Collected data entries >>
===============

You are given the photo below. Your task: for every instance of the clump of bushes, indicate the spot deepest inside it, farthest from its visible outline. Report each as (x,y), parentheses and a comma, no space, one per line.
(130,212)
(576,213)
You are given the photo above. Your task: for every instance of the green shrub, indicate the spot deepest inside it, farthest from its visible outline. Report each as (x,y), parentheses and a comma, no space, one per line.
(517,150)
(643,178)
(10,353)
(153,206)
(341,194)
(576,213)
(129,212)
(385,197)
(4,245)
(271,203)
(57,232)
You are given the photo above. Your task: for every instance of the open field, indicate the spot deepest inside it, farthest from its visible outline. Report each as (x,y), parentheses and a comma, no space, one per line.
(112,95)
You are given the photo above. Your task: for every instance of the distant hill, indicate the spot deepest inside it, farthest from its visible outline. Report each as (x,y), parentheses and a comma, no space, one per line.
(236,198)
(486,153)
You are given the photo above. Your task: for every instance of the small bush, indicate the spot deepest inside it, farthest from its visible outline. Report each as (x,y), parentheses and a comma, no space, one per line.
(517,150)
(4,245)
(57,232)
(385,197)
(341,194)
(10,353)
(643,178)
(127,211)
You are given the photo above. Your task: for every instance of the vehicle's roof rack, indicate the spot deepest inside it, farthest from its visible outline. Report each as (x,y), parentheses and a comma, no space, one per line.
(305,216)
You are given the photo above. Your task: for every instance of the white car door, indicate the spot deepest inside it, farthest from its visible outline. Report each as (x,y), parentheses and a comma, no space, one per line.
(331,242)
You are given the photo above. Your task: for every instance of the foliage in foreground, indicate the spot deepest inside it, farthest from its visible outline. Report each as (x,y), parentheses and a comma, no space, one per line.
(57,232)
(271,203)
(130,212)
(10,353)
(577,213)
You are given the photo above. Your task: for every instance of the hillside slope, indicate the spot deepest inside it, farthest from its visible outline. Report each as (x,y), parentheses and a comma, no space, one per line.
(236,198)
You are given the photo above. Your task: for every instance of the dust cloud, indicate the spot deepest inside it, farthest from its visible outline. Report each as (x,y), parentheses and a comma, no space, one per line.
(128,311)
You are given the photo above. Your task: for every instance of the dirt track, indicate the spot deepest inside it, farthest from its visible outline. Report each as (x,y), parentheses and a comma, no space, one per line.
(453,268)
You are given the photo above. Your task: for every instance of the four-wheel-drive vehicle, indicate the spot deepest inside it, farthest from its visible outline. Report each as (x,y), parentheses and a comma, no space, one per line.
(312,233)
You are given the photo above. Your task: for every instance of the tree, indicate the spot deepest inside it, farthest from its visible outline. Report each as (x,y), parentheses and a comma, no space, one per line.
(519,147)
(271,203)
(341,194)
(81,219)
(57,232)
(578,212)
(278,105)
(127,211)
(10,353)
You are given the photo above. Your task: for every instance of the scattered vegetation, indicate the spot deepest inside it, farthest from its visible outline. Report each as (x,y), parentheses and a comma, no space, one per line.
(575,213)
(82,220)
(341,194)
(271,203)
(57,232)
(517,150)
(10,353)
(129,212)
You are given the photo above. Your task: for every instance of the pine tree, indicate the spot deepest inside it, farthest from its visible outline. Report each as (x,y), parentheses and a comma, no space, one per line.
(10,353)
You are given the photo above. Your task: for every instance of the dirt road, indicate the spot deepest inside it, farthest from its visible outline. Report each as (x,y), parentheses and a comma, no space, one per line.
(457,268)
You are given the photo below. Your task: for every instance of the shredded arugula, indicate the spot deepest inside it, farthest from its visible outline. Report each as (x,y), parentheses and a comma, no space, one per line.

===============

Extract each line of the material exactly as it stands.

You are given the photo below. Your task: for every instance of the clump of bushes, indicate the spot deepest inside it, farthest from its visible outline. Report each as (x,y), parentheses and a comma, no space, one per line.
(130,212)
(576,213)
You are given the photo above. Your task: for every instance of the green shrub, indicate the spot deepest inside it, farthest from its visible outline. Report each as (x,y), parentheses and a comma, no space, one per line.
(517,150)
(643,178)
(10,353)
(153,206)
(341,194)
(576,213)
(129,212)
(385,197)
(4,245)
(271,203)
(57,232)
You are given the photo above. Your task: for every instance of the open field, indicate the spot deepest inside it, farthest from its visible outline. Report each as (x,y), parentheses and a comma, no space, one per line.
(112,95)
You are given the photo above. Your task: for every instance of the distant hill, indicate the spot deepest inside it, farthest from its visible outline. Report each as (x,y), parentheses and a comma, no space, one per line.
(236,198)
(486,153)
You are given the photo above. Your task: for every instance of the small bush, indicate the spot deepest inside it, farthest from its visible outline. Report each as (x,y), parentheses and a comma, no space, one per line.
(517,150)
(4,245)
(57,232)
(385,197)
(341,194)
(10,353)
(643,178)
(127,211)
You are given the photo above. Your task: for every instance of the vehicle's roof rack, indicate the spot deepest inside it, farthest from its visible outline. Report each as (x,y), parentheses and a comma, no space, one per line.
(305,216)
You are given the photo above. Your task: for every instance of the white car door, indicate the spot deepest inside it, farthest from its visible outline. Report each as (x,y), parentheses and a comma, no space, one per line.
(331,242)
You are given the photo above. Your task: for every instance of the foliage in foreground, indicate the spot deepest inside it, farthest from its visible outline. Report each as (x,y), parentheses and a comma, no space, one per line.
(57,232)
(271,203)
(130,212)
(10,353)
(577,213)
You are given the photo above. Your task: for every instance of the hillside slope, indicate the spot deepest inside it, farthest from its visible outline. Report each as (x,y), parentheses and a comma, no space, one per line.
(236,198)
You are given the photo above. Your task: for every instance of the dust cloud, indicate the spot deepest inside it, farthest from its visible outline. Report each as (x,y), parentheses and a comma, no space, one per line.
(128,311)
You are given the photo above. Your task: for every instance of the dirt track, indicate the spot deepest inside it, farthest from its visible outline. Report each as (x,y), parentheses and a comma, no space, one per line.
(453,268)
You are given the photo above. Your task: for every instance of the four-wheel-drive vehicle, indicate the spot deepest inside it, farthest from its visible outline. Report each as (x,y), parentheses and a comma, no space, one per line.
(312,233)
You are given the photo above. Your task: for every instance of the tree, indicate the spot deepest inside it, farthest from its visible outline. Report each as (x,y), parentheses and a comma, no space, one per line.
(519,147)
(271,203)
(341,194)
(81,219)
(57,232)
(578,212)
(278,105)
(127,211)
(10,353)
You are given the photo above. Your task: for every instance of the scattered vegetation, indicate the spot deepest inside it, farthest from its visible outline. Report each as (x,y), parentheses and a comma, no space, one per line.
(575,213)
(82,220)
(341,194)
(271,203)
(57,232)
(517,150)
(10,353)
(129,212)
You are given the photo above. Your task: for every instance of the pine tree, indicate the spot deepest inside it, farthest from its visible outline. Report each as (x,y), parentheses and a comma, no space, one per line.
(10,353)
You are given the photo above. Your task: for every instance of the dirt road, indicate the spot deepest inside it, farthest from its visible outline. Report each as (x,y), parentheses and a comma, no space, one per line.
(457,268)
You are given the photo below. Your task: for every instance of the shredded arugula, indicate the spot deepest inside it, farthest from its visible outline. Report each as (x,y), parentheses and a comma, no space, one per line.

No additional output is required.